_Aim_.
Extract exactly and only the lines of the data below, starting at the line with "white painted road" and stopping after the final line.

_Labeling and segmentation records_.
----------
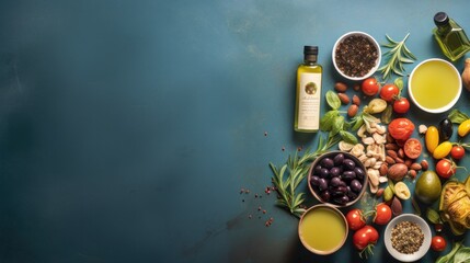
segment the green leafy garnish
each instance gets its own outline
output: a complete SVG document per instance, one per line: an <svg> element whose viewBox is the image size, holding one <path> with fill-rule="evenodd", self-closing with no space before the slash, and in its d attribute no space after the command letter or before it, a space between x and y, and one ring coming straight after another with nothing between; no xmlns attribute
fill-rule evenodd
<svg viewBox="0 0 470 263"><path fill-rule="evenodd" d="M383 75L382 79L387 80L391 73L404 76L403 64L412 64L416 60L416 57L408 49L404 42L410 36L410 33L401 42L393 41L389 35L386 35L388 44L382 46L391 48L383 54L385 58L388 58L387 62L378 70Z"/></svg>
<svg viewBox="0 0 470 263"><path fill-rule="evenodd" d="M306 211L302 207L305 193L298 193L297 187L307 176L310 163L336 145L339 140L337 136L331 136L330 133L326 140L320 136L316 151L310 152L307 150L303 156L298 156L296 151L294 156L288 157L286 164L280 167L280 169L270 163L271 170L274 173L272 181L278 193L276 201L278 206L287 208L290 214L298 218L301 217Z"/></svg>
<svg viewBox="0 0 470 263"><path fill-rule="evenodd" d="M455 124L461 124L470 117L469 115L460 112L459 110L454 108L452 111L450 111L448 118Z"/></svg>

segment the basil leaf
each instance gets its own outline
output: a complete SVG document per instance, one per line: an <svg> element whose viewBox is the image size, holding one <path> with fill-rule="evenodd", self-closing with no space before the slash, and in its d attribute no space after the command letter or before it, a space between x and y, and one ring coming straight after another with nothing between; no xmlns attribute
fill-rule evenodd
<svg viewBox="0 0 470 263"><path fill-rule="evenodd" d="M346 130L340 130L341 138L343 138L344 141L352 145L357 145L358 140L357 137L354 136L352 133Z"/></svg>
<svg viewBox="0 0 470 263"><path fill-rule="evenodd" d="M459 110L454 108L454 110L449 113L448 118L450 119L450 122L452 122L452 123L455 123L455 124L461 124L461 123L463 123L465 121L469 119L470 117L469 117L467 114L465 114L465 113L460 112Z"/></svg>
<svg viewBox="0 0 470 263"><path fill-rule="evenodd" d="M336 110L326 112L320 119L320 129L323 132L330 132L333 127L334 119L340 115Z"/></svg>
<svg viewBox="0 0 470 263"><path fill-rule="evenodd" d="M454 255L460 249L461 245L462 244L460 242L455 242L454 247L452 247L452 250L448 254L439 256L437 259L436 263L448 263L448 262L451 262Z"/></svg>
<svg viewBox="0 0 470 263"><path fill-rule="evenodd" d="M470 262L470 248L461 247L454 255L454 263Z"/></svg>
<svg viewBox="0 0 470 263"><path fill-rule="evenodd" d="M342 115L334 118L333 127L331 128L331 135L335 136L340 130L343 130L344 117Z"/></svg>
<svg viewBox="0 0 470 263"><path fill-rule="evenodd" d="M340 96L334 91L326 91L325 94L326 103L331 108L337 110L341 106Z"/></svg>
<svg viewBox="0 0 470 263"><path fill-rule="evenodd" d="M427 208L426 216L427 216L427 219L432 224L440 224L440 217L439 217L439 214L436 210L434 210L432 208Z"/></svg>
<svg viewBox="0 0 470 263"><path fill-rule="evenodd" d="M400 78L397 78L394 81L393 81L393 83L394 83L394 85L397 85L397 88L401 91L401 90L403 90L403 78L402 77L400 77Z"/></svg>
<svg viewBox="0 0 470 263"><path fill-rule="evenodd" d="M357 129L359 129L360 126L363 126L363 124L364 124L363 116L355 117L355 119L352 122L353 127L351 128L351 130L357 130Z"/></svg>

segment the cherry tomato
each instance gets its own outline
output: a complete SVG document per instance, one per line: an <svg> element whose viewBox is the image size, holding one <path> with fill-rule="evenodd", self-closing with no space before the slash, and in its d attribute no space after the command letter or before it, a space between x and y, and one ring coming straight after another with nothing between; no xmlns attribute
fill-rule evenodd
<svg viewBox="0 0 470 263"><path fill-rule="evenodd" d="M443 237L440 237L440 236L435 236L435 237L433 237L433 239L431 240L431 248L434 250L434 251L444 251L445 249L446 249L446 247L447 247L447 242L446 242L446 240L443 238Z"/></svg>
<svg viewBox="0 0 470 263"><path fill-rule="evenodd" d="M456 173L456 165L448 159L442 159L436 163L436 173L444 179L448 179Z"/></svg>
<svg viewBox="0 0 470 263"><path fill-rule="evenodd" d="M354 233L353 244L357 250L365 250L367 247L377 243L378 239L379 232L371 226L365 226Z"/></svg>
<svg viewBox="0 0 470 263"><path fill-rule="evenodd" d="M426 141L427 150L433 153L434 150L439 145L439 130L436 126L427 127L426 135L424 136L424 140Z"/></svg>
<svg viewBox="0 0 470 263"><path fill-rule="evenodd" d="M398 94L400 94L400 89L394 84L385 84L382 89L380 89L380 98L387 102L393 101Z"/></svg>
<svg viewBox="0 0 470 263"><path fill-rule="evenodd" d="M410 138L404 142L404 155L406 155L411 159L416 159L421 156L423 151L423 146L421 145L419 139Z"/></svg>
<svg viewBox="0 0 470 263"><path fill-rule="evenodd" d="M393 111L396 113L404 114L410 110L410 102L406 98L400 98L393 102Z"/></svg>
<svg viewBox="0 0 470 263"><path fill-rule="evenodd" d="M363 84L360 85L364 94L366 95L375 95L379 92L379 83L377 82L376 78L368 78L363 81Z"/></svg>
<svg viewBox="0 0 470 263"><path fill-rule="evenodd" d="M454 146L452 149L450 150L450 157L452 157L452 159L455 160L462 159L465 155L466 155L466 149L463 149L463 147L459 145Z"/></svg>
<svg viewBox="0 0 470 263"><path fill-rule="evenodd" d="M374 222L377 225L387 225L391 219L391 208L385 203L380 203L376 206L376 216Z"/></svg>
<svg viewBox="0 0 470 263"><path fill-rule="evenodd" d="M408 140L414 132L414 124L408 118L396 118L389 124L389 133L397 140Z"/></svg>
<svg viewBox="0 0 470 263"><path fill-rule="evenodd" d="M358 208L354 208L346 214L346 221L351 230L357 230L366 226L363 211Z"/></svg>

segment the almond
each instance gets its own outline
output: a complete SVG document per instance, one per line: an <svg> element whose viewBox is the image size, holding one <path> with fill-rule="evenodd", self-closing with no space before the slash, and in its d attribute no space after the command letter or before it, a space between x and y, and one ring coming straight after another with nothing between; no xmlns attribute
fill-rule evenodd
<svg viewBox="0 0 470 263"><path fill-rule="evenodd" d="M410 169L413 169L413 170L420 171L420 170L422 169L422 165L421 165L420 163L417 163L417 162L414 162L414 163L412 163L412 164L410 165Z"/></svg>
<svg viewBox="0 0 470 263"><path fill-rule="evenodd" d="M337 93L337 96L340 98L341 103L343 103L344 105L349 104L349 96L346 93Z"/></svg>
<svg viewBox="0 0 470 263"><path fill-rule="evenodd" d="M394 159L393 159L393 158L391 158L391 157L386 157L386 162L387 162L388 164L394 164L394 163L396 163Z"/></svg>
<svg viewBox="0 0 470 263"><path fill-rule="evenodd" d="M358 110L359 110L359 107L356 104L352 104L347 108L347 116L349 116L349 117L356 116Z"/></svg>
<svg viewBox="0 0 470 263"><path fill-rule="evenodd" d="M346 85L345 83L343 83L343 82L336 82L336 83L334 84L334 89L335 89L337 92L345 92L345 91L347 90L347 85Z"/></svg>
<svg viewBox="0 0 470 263"><path fill-rule="evenodd" d="M423 171L426 171L429 168L429 163L427 163L427 160L422 160L421 161L421 169Z"/></svg>
<svg viewBox="0 0 470 263"><path fill-rule="evenodd" d="M397 151L394 151L394 150L387 150L387 156L396 159L397 158Z"/></svg>
<svg viewBox="0 0 470 263"><path fill-rule="evenodd" d="M360 105L360 99L357 95L353 95L353 104Z"/></svg>

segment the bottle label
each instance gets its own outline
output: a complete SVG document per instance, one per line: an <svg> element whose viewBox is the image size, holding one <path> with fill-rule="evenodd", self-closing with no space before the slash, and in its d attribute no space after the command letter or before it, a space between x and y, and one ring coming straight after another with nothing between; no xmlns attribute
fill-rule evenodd
<svg viewBox="0 0 470 263"><path fill-rule="evenodd" d="M301 73L299 81L298 128L319 129L321 73Z"/></svg>

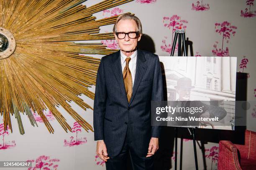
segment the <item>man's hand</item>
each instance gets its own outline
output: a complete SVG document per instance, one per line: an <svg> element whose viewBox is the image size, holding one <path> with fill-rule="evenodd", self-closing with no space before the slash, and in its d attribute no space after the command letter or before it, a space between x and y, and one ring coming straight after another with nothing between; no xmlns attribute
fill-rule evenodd
<svg viewBox="0 0 256 170"><path fill-rule="evenodd" d="M149 142L148 150L146 158L150 157L153 155L158 148L158 138L151 138L151 139L150 139L150 142Z"/></svg>
<svg viewBox="0 0 256 170"><path fill-rule="evenodd" d="M107 160L109 159L109 157L108 156L107 148L103 140L97 141L96 154L104 161L107 162Z"/></svg>

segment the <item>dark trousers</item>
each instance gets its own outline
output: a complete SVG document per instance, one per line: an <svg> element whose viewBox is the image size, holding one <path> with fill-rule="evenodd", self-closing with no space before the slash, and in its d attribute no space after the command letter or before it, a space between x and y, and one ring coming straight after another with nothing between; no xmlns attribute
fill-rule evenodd
<svg viewBox="0 0 256 170"><path fill-rule="evenodd" d="M120 153L114 157L108 155L110 158L106 162L106 170L127 170L128 156L128 154L129 154L133 170L153 170L154 156L146 158L146 155L145 155L145 156L141 157L136 154L133 148L132 145L131 145L133 141L131 140L129 129L130 126L128 124L125 140Z"/></svg>

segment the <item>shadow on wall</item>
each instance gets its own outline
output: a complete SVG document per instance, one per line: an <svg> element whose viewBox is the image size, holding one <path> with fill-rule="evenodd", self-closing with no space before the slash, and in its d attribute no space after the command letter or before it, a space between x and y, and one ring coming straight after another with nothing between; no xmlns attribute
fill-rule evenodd
<svg viewBox="0 0 256 170"><path fill-rule="evenodd" d="M141 40L138 42L137 47L141 50L154 53L156 52L155 43L153 39L148 35L143 34Z"/></svg>

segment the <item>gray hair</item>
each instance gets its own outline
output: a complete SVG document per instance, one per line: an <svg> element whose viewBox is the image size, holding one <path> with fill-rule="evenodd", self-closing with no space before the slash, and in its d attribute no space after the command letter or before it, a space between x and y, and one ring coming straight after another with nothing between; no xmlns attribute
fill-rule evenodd
<svg viewBox="0 0 256 170"><path fill-rule="evenodd" d="M137 25L137 31L138 31L140 34L142 34L142 26L141 25L141 22L140 19L138 17L129 13L122 14L118 17L113 28L113 32L115 33L116 32L116 25L118 22L120 20L133 20L136 22L136 24Z"/></svg>

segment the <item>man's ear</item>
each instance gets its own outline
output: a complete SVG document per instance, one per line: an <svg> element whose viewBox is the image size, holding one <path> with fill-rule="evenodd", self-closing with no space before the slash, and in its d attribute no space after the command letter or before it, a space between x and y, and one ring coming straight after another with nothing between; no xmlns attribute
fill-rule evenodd
<svg viewBox="0 0 256 170"><path fill-rule="evenodd" d="M138 41L140 41L140 40L141 40L141 38L142 35L142 34L140 34L140 35L138 38Z"/></svg>

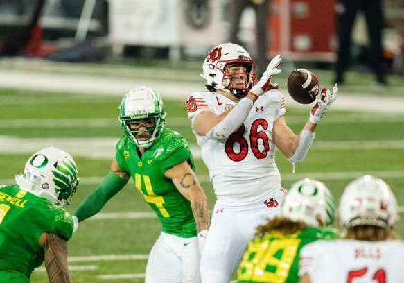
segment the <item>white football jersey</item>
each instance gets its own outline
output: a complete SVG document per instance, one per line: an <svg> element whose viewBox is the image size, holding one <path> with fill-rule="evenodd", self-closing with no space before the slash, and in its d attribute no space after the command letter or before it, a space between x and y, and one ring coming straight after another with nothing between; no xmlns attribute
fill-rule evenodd
<svg viewBox="0 0 404 283"><path fill-rule="evenodd" d="M186 103L193 123L204 111L220 114L236 104L209 92L194 92ZM218 200L251 203L281 194L272 128L274 121L285 112L282 94L267 92L257 99L244 123L227 140L196 136Z"/></svg>
<svg viewBox="0 0 404 283"><path fill-rule="evenodd" d="M311 283L404 282L404 241L317 241L300 252L299 275Z"/></svg>

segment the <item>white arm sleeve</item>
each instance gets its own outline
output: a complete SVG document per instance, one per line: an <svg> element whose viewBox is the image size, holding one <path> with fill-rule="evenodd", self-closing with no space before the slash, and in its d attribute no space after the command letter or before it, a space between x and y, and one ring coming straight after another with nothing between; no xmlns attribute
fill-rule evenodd
<svg viewBox="0 0 404 283"><path fill-rule="evenodd" d="M229 137L247 118L254 103L250 99L243 98L230 113L206 134L210 139L223 140Z"/></svg>
<svg viewBox="0 0 404 283"><path fill-rule="evenodd" d="M300 135L300 138L299 139L299 145L295 151L295 154L289 160L292 162L301 162L310 148L311 143L314 139L315 133L307 130L303 130L301 131L301 135Z"/></svg>

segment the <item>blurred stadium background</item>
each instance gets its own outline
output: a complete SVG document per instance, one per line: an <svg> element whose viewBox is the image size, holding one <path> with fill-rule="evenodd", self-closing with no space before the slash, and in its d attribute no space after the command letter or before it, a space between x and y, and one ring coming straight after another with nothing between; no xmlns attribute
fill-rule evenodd
<svg viewBox="0 0 404 283"><path fill-rule="evenodd" d="M308 68L324 87L331 87L334 77L333 22L323 25L325 17L313 15L320 2L322 16L333 19L331 0L272 1L272 41L267 55L280 52L284 58L283 71L276 81L286 98L286 120L295 132L306 122L310 106L290 100L286 91L288 74L297 67ZM117 118L121 97L130 88L145 85L161 94L168 126L184 134L191 144L211 208L214 194L184 100L204 88L199 77L202 60L213 45L227 40L226 12L231 3L230 0L0 0L0 184L14 182L13 174L22 172L35 151L60 147L75 157L81 179L67 207L73 212L109 170L114 144L122 135ZM386 1L385 9L389 86L376 85L365 65L366 33L360 19L353 46L355 64L347 83L340 87L338 101L319 125L310 153L297 165L295 174L279 152L277 163L283 187L305 177L318 178L336 198L354 178L374 174L391 185L402 213L404 4ZM252 10L245 11L240 31L253 57L254 17ZM324 32L311 28L316 25ZM306 29L297 30L297 26ZM319 41L324 44L316 44ZM69 244L74 282L144 282L148 255L159 230L157 219L130 182L74 234ZM398 232L404 234L404 224L399 225ZM47 282L44 268L38 268L32 279Z"/></svg>

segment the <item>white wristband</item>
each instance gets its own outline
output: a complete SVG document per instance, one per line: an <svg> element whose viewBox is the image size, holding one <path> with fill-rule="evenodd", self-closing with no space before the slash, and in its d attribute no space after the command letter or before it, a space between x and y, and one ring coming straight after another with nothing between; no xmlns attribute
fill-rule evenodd
<svg viewBox="0 0 404 283"><path fill-rule="evenodd" d="M244 122L252 105L251 99L241 99L230 111L230 113L207 132L205 136L210 139L219 141L227 139Z"/></svg>
<svg viewBox="0 0 404 283"><path fill-rule="evenodd" d="M295 151L295 154L289 158L292 162L301 162L310 148L311 143L314 139L315 133L307 130L303 130L301 134L300 135L300 138L299 139L299 145Z"/></svg>

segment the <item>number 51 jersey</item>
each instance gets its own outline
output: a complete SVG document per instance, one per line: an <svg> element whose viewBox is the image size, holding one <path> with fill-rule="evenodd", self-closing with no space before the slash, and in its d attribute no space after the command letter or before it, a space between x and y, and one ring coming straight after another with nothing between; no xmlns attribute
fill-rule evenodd
<svg viewBox="0 0 404 283"><path fill-rule="evenodd" d="M202 92L193 93L186 104L193 123L204 111L220 114L236 103L218 93ZM196 136L218 200L247 203L281 194L272 129L274 121L285 112L283 95L277 91L267 92L227 139Z"/></svg>
<svg viewBox="0 0 404 283"><path fill-rule="evenodd" d="M404 241L319 240L303 247L299 275L312 283L396 283L404 280Z"/></svg>

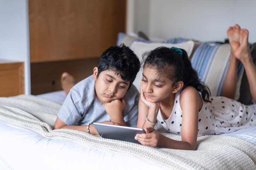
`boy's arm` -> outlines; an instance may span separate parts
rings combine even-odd
[[[87,132],[87,125],[68,126],[59,118],[57,117],[54,125],[54,129],[62,128],[73,129]],[[93,125],[90,125],[89,130],[90,133],[96,135],[99,135]]]
[[[101,122],[100,123],[116,125],[121,125],[112,122],[110,121],[104,121]],[[87,132],[87,125],[68,126],[60,120],[60,118],[57,117],[57,119],[55,122],[55,125],[54,126],[54,129],[62,128],[70,129],[82,131],[85,132]],[[90,125],[89,130],[90,133],[91,134],[94,135],[99,135],[99,133],[98,132],[97,132],[93,124],[91,124]]]

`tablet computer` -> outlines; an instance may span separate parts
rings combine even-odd
[[[134,139],[138,133],[145,133],[144,129],[122,126],[93,123],[93,125],[100,136],[104,138],[140,144]]]

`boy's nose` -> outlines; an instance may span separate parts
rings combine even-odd
[[[109,92],[111,94],[113,94],[116,93],[116,88],[115,87],[110,87],[109,88]]]

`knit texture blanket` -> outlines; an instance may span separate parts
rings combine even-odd
[[[53,130],[60,107],[34,96],[0,97],[0,120],[34,131],[46,138],[71,141],[103,152],[132,157],[163,169],[256,169],[256,146],[230,137],[199,137],[197,150],[186,151],[154,148],[70,129]],[[164,134],[181,140],[180,136]]]

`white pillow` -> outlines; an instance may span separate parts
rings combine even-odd
[[[164,46],[171,48],[175,46],[177,48],[184,49],[187,53],[189,57],[192,53],[194,43],[193,41],[189,40],[186,42],[178,44],[168,44],[166,43],[147,43],[142,42],[135,42],[131,45],[130,49],[136,54],[140,60],[141,63],[142,62],[142,54],[146,51],[152,50],[157,47]],[[142,77],[143,65],[141,65],[140,71],[137,74],[136,78],[133,82],[133,84],[138,89],[140,90],[140,80]]]

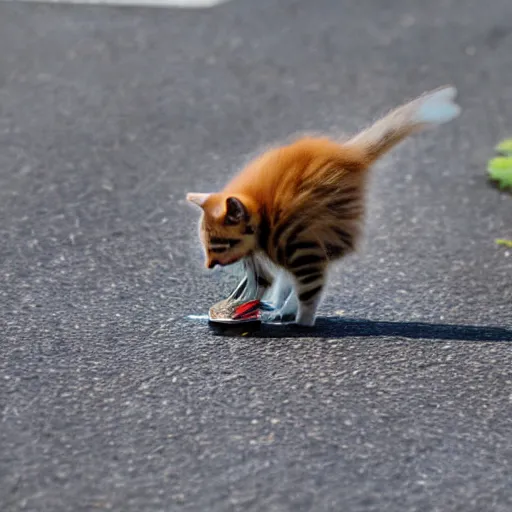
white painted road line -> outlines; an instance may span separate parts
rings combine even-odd
[[[141,7],[181,7],[201,9],[229,2],[230,0],[6,0],[11,2],[32,2],[52,4],[87,5],[137,5]]]

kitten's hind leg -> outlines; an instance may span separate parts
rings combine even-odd
[[[275,310],[281,309],[292,291],[290,278],[283,270],[280,270],[270,288],[268,297],[266,297],[266,302],[269,302]]]
[[[254,256],[243,260],[244,276],[228,300],[248,302],[261,300],[265,292],[271,287],[273,277],[265,266]]]
[[[316,312],[322,300],[325,286],[325,268],[306,267],[294,271],[297,279],[299,305],[295,323],[298,325],[315,325]]]

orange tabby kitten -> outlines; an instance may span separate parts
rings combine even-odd
[[[299,138],[266,151],[221,192],[189,193],[203,211],[206,267],[252,261],[251,298],[272,285],[267,319],[291,314],[314,325],[329,265],[360,239],[371,165],[407,136],[457,117],[455,96],[453,87],[436,89],[347,142]]]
----------
_Complete response_.
white painted road line -> outlines; an instance may span separate parts
rings combine even-odd
[[[141,7],[181,7],[201,9],[229,2],[230,0],[6,0],[11,2],[32,2],[52,4],[87,5],[137,5]]]

kitten's hind leg -> outlines; an instance may span separate parts
rings combine even-odd
[[[275,310],[281,309],[292,291],[290,278],[283,270],[280,270],[270,288],[268,297],[266,297],[266,302],[269,302]]]
[[[254,256],[243,260],[244,276],[228,300],[248,302],[261,300],[265,292],[271,287],[273,277],[265,266]]]
[[[316,312],[322,300],[325,286],[325,268],[306,267],[294,271],[297,279],[299,305],[295,323],[298,325],[315,325]]]

orange tabby kitten -> outlines; an instance may span separate parts
rings combine even-odd
[[[299,138],[266,151],[221,192],[189,193],[203,211],[206,267],[252,261],[251,298],[272,285],[267,319],[291,314],[314,325],[329,265],[360,239],[371,165],[407,136],[457,117],[455,96],[453,87],[436,89],[347,142]]]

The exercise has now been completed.